▸ **What you will do**:
Copy out, word for word, everything from the line containing "Can you spot any blurred" down to the line containing "[352,433,1070,849]", including both of those lines.

Bounding-box records
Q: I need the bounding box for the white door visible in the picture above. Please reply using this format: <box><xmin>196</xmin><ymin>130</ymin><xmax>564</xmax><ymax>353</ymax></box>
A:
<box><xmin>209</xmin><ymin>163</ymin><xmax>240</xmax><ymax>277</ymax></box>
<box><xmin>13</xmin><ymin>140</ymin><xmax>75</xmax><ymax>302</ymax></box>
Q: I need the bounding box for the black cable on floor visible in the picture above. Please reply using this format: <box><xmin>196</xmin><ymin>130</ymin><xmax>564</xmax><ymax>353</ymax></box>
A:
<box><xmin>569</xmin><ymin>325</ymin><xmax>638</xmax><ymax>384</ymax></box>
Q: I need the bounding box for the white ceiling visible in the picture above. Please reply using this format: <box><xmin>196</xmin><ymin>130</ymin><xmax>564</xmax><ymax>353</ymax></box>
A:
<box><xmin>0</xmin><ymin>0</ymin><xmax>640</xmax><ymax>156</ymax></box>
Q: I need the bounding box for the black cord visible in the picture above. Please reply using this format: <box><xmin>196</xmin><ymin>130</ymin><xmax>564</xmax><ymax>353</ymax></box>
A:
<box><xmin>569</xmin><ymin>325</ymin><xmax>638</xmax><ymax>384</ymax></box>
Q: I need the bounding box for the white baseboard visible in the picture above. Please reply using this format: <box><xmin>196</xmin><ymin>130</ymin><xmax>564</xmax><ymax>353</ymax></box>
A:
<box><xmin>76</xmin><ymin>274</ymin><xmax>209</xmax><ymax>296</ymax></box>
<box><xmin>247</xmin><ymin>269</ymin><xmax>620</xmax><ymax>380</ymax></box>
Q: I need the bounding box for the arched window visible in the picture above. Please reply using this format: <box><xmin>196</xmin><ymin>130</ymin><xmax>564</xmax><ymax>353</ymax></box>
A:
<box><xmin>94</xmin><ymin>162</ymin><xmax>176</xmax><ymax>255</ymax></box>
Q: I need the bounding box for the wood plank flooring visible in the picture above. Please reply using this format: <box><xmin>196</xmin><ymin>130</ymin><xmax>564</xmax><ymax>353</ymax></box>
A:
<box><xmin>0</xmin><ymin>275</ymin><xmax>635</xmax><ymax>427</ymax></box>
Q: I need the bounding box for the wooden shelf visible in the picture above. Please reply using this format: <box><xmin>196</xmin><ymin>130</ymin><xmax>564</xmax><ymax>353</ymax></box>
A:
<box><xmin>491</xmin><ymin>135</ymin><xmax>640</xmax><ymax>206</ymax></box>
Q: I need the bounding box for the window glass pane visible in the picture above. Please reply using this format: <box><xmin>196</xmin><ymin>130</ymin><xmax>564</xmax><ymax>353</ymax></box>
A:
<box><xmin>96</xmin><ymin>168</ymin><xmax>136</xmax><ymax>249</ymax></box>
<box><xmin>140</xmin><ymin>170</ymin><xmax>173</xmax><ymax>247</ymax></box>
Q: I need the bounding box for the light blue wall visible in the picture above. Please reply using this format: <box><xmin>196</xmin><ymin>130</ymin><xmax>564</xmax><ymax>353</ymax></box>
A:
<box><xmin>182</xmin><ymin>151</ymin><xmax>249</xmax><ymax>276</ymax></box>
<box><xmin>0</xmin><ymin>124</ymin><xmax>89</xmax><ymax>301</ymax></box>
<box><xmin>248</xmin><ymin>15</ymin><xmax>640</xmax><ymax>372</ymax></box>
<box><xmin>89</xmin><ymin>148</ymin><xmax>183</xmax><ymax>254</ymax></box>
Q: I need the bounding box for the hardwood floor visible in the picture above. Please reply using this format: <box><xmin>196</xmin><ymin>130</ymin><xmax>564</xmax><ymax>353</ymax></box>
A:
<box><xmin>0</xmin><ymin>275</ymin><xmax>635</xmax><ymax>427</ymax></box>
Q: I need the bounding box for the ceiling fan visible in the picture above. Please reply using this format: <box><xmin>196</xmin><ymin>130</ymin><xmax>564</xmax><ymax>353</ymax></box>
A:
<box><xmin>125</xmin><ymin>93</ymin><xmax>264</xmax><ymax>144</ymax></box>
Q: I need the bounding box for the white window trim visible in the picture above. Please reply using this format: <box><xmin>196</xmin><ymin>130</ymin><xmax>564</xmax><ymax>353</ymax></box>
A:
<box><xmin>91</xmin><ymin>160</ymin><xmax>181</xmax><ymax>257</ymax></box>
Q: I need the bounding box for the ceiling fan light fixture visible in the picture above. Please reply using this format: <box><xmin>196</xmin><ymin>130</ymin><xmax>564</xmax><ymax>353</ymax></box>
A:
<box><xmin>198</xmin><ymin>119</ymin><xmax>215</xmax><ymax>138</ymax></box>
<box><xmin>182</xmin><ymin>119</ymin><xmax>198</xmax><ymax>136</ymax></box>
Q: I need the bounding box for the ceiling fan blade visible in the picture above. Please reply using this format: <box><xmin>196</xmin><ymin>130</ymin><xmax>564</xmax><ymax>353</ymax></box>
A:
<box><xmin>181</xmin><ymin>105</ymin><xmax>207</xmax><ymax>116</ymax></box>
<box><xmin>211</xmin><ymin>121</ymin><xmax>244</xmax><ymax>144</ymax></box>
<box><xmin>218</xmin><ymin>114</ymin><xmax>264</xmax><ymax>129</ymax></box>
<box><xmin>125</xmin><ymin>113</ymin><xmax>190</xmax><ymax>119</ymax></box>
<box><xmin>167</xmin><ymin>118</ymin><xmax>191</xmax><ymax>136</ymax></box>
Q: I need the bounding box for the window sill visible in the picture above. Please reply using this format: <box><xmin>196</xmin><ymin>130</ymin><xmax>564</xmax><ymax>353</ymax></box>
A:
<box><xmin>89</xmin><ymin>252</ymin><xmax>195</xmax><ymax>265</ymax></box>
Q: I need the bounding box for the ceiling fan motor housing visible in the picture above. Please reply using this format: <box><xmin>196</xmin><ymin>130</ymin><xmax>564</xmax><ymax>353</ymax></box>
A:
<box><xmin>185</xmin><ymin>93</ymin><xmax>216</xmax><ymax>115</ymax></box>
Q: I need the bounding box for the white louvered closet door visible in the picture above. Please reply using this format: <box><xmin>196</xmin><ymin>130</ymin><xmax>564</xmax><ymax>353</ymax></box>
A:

* * *

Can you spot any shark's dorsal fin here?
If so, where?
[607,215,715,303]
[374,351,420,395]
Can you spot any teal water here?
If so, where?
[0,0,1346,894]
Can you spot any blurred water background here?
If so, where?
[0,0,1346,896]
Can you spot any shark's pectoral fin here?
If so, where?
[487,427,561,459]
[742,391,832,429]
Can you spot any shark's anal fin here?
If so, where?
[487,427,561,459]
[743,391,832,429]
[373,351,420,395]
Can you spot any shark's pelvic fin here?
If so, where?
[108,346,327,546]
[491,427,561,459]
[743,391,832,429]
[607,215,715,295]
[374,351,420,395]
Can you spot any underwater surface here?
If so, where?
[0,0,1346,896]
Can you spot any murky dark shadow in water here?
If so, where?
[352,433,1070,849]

▸ **Solution**:
Can you spot any blurred water background here?
If so, where?
[0,0,1346,896]
Can you spot any shark's pectoral fin here?
If so, where?
[487,427,561,459]
[742,391,832,429]
Can you spot any shark's anal fin here?
If so, where?
[487,427,561,459]
[743,391,832,429]
[373,351,420,395]
Can you spot any shark's pelvic fin here?
If so, where?
[108,346,327,546]
[491,427,561,459]
[743,391,832,429]
[607,215,715,295]
[374,351,420,395]
Can you spot any underwater surface here?
If so, where?
[0,0,1346,896]
Can you spot any murky dark shadow in water here?
If so, where?
[352,433,1070,849]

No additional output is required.